***** ОТРЫВОК

Сборная армия шесть недель, с октября и по ноябрь, грабила Эльзас, а де Куси все еще не приступал к своим командирским обязанностям. Эта отсрочка в ту странную зимнюю войну — первая загадка среди многих, которые не могут быть распутаны, потому что хроники изобилуют пропусками и противоречиями. Уж не сознательно ли он медлил, чтобы измучить наемников зимними тяготами? Тот факт, что Дюгеклен в 1365 году тоже до декабря не начинал свой поход через Пиренеи, указывает на закономерность. Де Куси явно собирался довести войну с кузеном его матери Леопольдом до победы, а потому не хотел понапрасну вести свою армию через Юру, чтобы не потерять ее в заснеженных горах.
В конце сентября он написал герцогу Брабантскому, имперскому наместнику Эльзаса, и сообщил ему о намерении вернуть себе Брайсгау, Зундгау и маленькое графство Феррет, на что получил заверение, что империя не станет противодействовать его желанию добиться справедливости. Чтобы сделать свою войну’ справедливой и отделить себя от обычного командира отряда наемников, де Куси написал также в эльзасские города Страсбур и Кольмар и заверил в том, что ничем им не угрожает, напротив, он хочет, чтобы они помогли ему вступить в свои законные права, и он объяснит свое дело, если они того пожелают. Его письма не потребовали ответа, потому что отряды наемников в городах уже творили бесчинства.

**********
***** ИЗВЛЕЧЕННЫЕ ДАННЫЕ

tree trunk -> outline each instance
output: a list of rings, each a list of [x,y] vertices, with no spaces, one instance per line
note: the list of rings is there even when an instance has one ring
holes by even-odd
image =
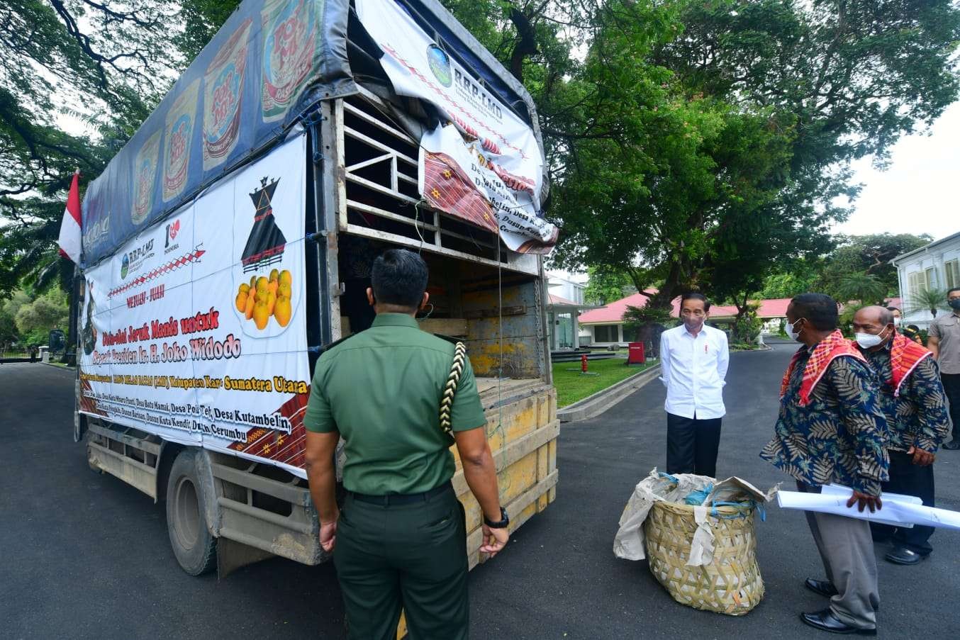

**********

_КОРОТКОЕ УПРАЖНЕНИЕ 1_
Изложите в виде краткого списка абзац отрывка о походе де Куси, который начинается словами «В конце сентября он написал», и сохраните его основные факты.
_КОРОТКОЕ УПРАЖНЕНИЕ 2_
Переведите на английский язык предложение из отрывка о походе де Куси: «Тот факт, что Дюгеклен в 1365 году тоже до декабря не начинал свой поход через Пиренеи, указывает на закономерность».
_КОРОТКОЕ УПРАЖНЕНИЕ 3_
Продолжите отрывок о походе де Куси, начав сразу после его последнего предложения.

_ПРАВИЛЬНЫЙ ОТВЕТ 1_
- В конце сентября де Куси написал герцогу Брабантскому, имперскому наместнику Эльзаса, что намерен вернуть себе Брайсгау, Зундгау и графство Феррет. В ответ его заверили, что империя не будет этому противодействовать.
- Он хотел придать войне справедливый характер и отличить себя от обычного командира наемников. Поэтому он написал также Страсбуру и Кольмару: им ничто не угрожает, он просит помочь ему вступить в законные права и готов объяснить свое дело.
- Ответа на эти письма не потребовалось, поскольку наемники уже бесчинствовали в городах.

_ПРАВИЛЬНЫЙ ОТВЕТ 2_
The fact that Du Guesclin, in 1365, likewise did not begin his campaign across the Pyrenees until December points to a pattern.

_ПРАВИЛЬНЫЙ ОТВЕТ 3_
Если крики ужаса в местных хрониках представляют собой доказательство, то более страшной резни, чем в Эльзасе, еще не бывало. Сорок деревень в Зундгау были ограблены и уничтожены, жители Ватвилера убиты без всякого снисхождения, мужчин и женщин захватывали, чтобы они исполняли все прихоти бандитов, францисканский монастырь Тан сожгли дотла, женский монастырь Шоненштайнбах разрушен столь основательно, что монахини из него бежали, а монастырские земли расчистили лишь спустя двадцать лет. Наемники занимались своим обычным делом: богатые платили им деньги, отдавали лошадей и хорошие ткани, а бедняки — обувь, лошадиные подковы и гвозди. Когда наемников спрашивали о цели кампании, некоторые капитаны отвечали, что они пришли за «шестьюстами тысячами флоринов, шестьюдесятью жеребцами, годными для войны, и шестьюдесятью платьями из золотой парчи». Епископ и магистраты Страсбура заплатили по три тысячи флоринов, чтобы спасти город от нападения. В одном месте крестьянам удалось убить двадцать наемников, за что на них обрушилась такая кара, что крестьяне отчаялись и бежали, бросив свои дома.
Поначалу командиры, получавшие жалование от де Куси, попытались поддерживать дисциплину, и некоторые капитаны почти каждый день вешали преступников, стараясь остановить бесчинства. Однако на людей, привыкших к беззакониям, казни не подействовали, и насилие продолжалось.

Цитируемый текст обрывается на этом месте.